# Text section:
○ ○ ○

January 9, 2016 by William H. Scarle, Jr. 813-835-0129

“May the force be with you,” whatever that means.  It sounds like George Lucas and now Disney are trying to say something religious.  It is clear that they expect their audience to recognize the good guys and the bad guys.  However, there does not seem to be any directive that identifies what is good and what is bad.

The force which awakens does not make any distinction between good and evil.  It has its priests.  Some dress in black and others dress is brighter colors.  Luke Skywalker carries a name that suggests he is a good guy.  His name is the same as one of Christianity’s Gospel writers, and his surname suggests he is higher somehow than his opponents.  However, the force empowers both sides of this star war.  In the end all that seems to matter is who has the best pilots and the smartest generals.

“The force” has no moral standards and no personality.  Any morality that attaches to the plot is brought into the theater by the audience.  There are, of course, religious systems that look something like “the force.”  Zoroastrianism has a kind of moral dualism which is wrapped up in a single deity called Ahura Mazda.  Ahura Mazda also contains a destructive principle called Angra Mainyu.  Hinduism also has an all-encompassing Brahma which contains the Shiva principle as well as the Vishnu principal.  Brahma is creator; Vishnu is preserver; and, Shiva is destroyer.  However, in such systems it is actually impossible to identify good guys and bad guys.  The universe is essentially irrational and this includes an absence of what we would understand as moral law.  Moral law needs to have a Creator who is personal and has a character which defines morality.

○ ○ ○

# Task:
Copy the essay on the force, starting with "January 9, 2016" and going on through "what is bad.", and rename "audience" to "viewers" wherever it occurs.

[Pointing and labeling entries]
○ ○ ○

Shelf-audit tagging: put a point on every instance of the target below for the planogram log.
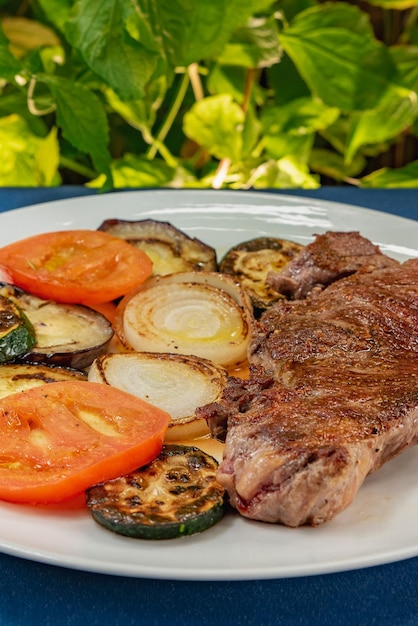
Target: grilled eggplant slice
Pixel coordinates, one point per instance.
(169, 249)
(175, 495)
(69, 335)
(251, 261)
(16, 377)
(17, 334)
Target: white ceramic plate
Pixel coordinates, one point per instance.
(379, 527)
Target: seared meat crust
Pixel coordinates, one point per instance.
(329, 257)
(333, 395)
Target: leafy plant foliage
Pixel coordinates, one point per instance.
(192, 93)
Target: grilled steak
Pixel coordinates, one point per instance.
(333, 394)
(329, 257)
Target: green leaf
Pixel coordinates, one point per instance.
(255, 45)
(135, 171)
(286, 173)
(10, 66)
(82, 118)
(25, 159)
(403, 177)
(335, 51)
(194, 30)
(216, 123)
(396, 112)
(98, 29)
(57, 11)
(26, 34)
(400, 5)
(140, 114)
(290, 129)
(382, 124)
(331, 164)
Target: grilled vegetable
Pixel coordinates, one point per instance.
(176, 383)
(20, 376)
(66, 334)
(169, 249)
(251, 261)
(17, 334)
(175, 495)
(200, 313)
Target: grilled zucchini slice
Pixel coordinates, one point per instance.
(17, 334)
(16, 377)
(250, 262)
(175, 495)
(169, 249)
(69, 335)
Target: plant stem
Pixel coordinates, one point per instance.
(170, 118)
(223, 166)
(196, 83)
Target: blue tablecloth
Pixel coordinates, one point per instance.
(35, 593)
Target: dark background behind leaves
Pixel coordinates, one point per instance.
(198, 93)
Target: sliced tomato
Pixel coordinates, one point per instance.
(75, 266)
(59, 439)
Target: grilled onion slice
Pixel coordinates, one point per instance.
(175, 383)
(169, 249)
(250, 261)
(205, 314)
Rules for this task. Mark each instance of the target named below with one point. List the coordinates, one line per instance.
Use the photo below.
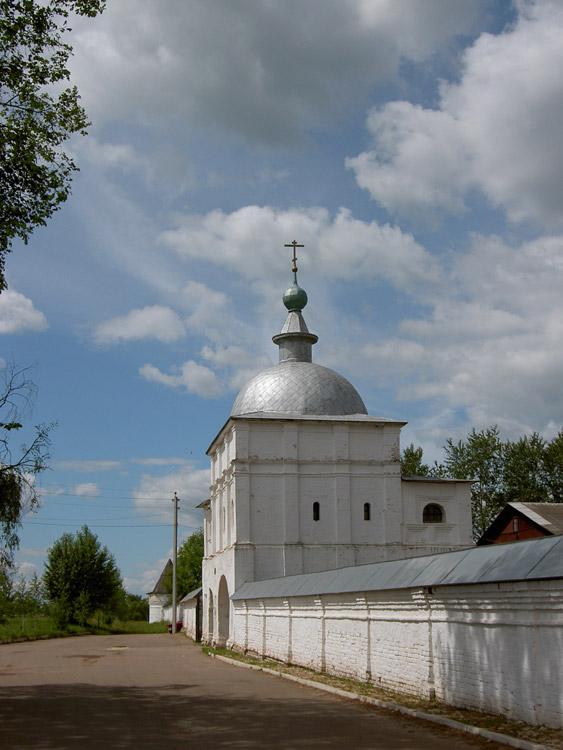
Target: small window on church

○ ○ ○

# The result:
January 9, 2016 by William H. Scarle, Jr. 813-835-0129

“May the force be with you,” whatever that means.  It sounds like George Lucas and now Disney are trying to say something religious.  It is clear that they expect their viewers to recognize the good guys and the bad guys.  However, there does not seem to be any directive that identifies what is good and what is bad.